**TASK DESCRIPTION:** A verbatim copy of every entry is required.
START DATA SECTION
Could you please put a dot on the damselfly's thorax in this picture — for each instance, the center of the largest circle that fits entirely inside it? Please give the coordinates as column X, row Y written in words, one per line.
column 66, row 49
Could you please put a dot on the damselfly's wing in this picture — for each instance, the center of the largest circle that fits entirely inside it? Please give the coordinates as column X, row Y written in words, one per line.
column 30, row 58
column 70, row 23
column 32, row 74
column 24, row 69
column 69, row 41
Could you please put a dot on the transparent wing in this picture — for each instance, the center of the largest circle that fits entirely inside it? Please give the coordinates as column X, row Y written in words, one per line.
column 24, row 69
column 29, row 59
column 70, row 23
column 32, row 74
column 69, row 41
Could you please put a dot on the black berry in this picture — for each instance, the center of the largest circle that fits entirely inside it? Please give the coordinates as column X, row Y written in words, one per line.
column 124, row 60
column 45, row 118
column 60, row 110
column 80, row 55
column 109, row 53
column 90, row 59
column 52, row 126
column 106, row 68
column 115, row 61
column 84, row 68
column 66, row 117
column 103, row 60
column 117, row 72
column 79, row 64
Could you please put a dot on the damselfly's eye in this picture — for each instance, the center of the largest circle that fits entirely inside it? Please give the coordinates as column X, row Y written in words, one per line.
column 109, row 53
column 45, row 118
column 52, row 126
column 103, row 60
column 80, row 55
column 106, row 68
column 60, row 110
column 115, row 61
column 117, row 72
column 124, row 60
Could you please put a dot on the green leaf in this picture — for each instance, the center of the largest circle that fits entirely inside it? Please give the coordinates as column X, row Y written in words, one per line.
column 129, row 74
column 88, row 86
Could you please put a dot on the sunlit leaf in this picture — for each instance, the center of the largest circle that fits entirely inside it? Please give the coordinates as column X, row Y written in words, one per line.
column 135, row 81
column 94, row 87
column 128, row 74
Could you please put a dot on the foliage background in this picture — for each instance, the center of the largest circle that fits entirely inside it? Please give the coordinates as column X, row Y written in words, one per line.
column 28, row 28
END DATA SECTION
**TASK ANSWER:**
Could you please put a dot on the damselfly's thorax in this picture — for each instance, the center of the largest circle that fits entirely inside it? Please give the coordinates as column X, row Y written in words, one per line.
column 66, row 49
Could you please put a dot on the damselfly's wing in this picture — for each instance, the center of the largest circle that fits entirely inside it? Please give the coordinates as column X, row Y written in words, one per line.
column 30, row 58
column 70, row 23
column 32, row 74
column 24, row 69
column 69, row 41
Could you please put a dot on the transparent wing in this picture — for each instance, the center of the largest circle that fits entirely inside it? Please give the coordinates as column X, row Y written in words, one per line.
column 24, row 69
column 29, row 59
column 70, row 23
column 32, row 74
column 69, row 41
Could you please put a dot on the black berry in this picture — for each instance, the center of the largest circle that fits entirely inside it? Please give the coordinates as column X, row Y written in words, one per line.
column 124, row 60
column 45, row 118
column 60, row 110
column 80, row 55
column 109, row 53
column 90, row 59
column 52, row 126
column 106, row 68
column 115, row 61
column 84, row 68
column 66, row 117
column 103, row 60
column 117, row 72
column 79, row 64
Could you please put a dot on the damselfly's eye in this picture — for each instance, the center of the largest circle that fits entirely inside it? Please give the coordinates as column X, row Y written in words, one per line.
column 109, row 53
column 45, row 118
column 52, row 126
column 103, row 60
column 80, row 55
column 106, row 68
column 60, row 110
column 115, row 61
column 117, row 72
column 124, row 60
Could you please put a dot on the green leaf in this picture — for each instance, the center of the largest circle that fits entirely inside it? Please give the coordinates as column X, row Y written in words, one per line.
column 129, row 74
column 88, row 86
Could you please put a dot on the sunlit leaf in this picture — for each instance, the center of the largest circle that fits entirely inside it? Please give the coordinates as column X, row Y written in words, one per line.
column 135, row 81
column 94, row 87
column 128, row 74
Could you please put a dot on the foliage background in this picture — for each instance, the center of the largest circle that fits entirely inside it? Please give the coordinates as column X, row Y written in words, one per line.
column 28, row 28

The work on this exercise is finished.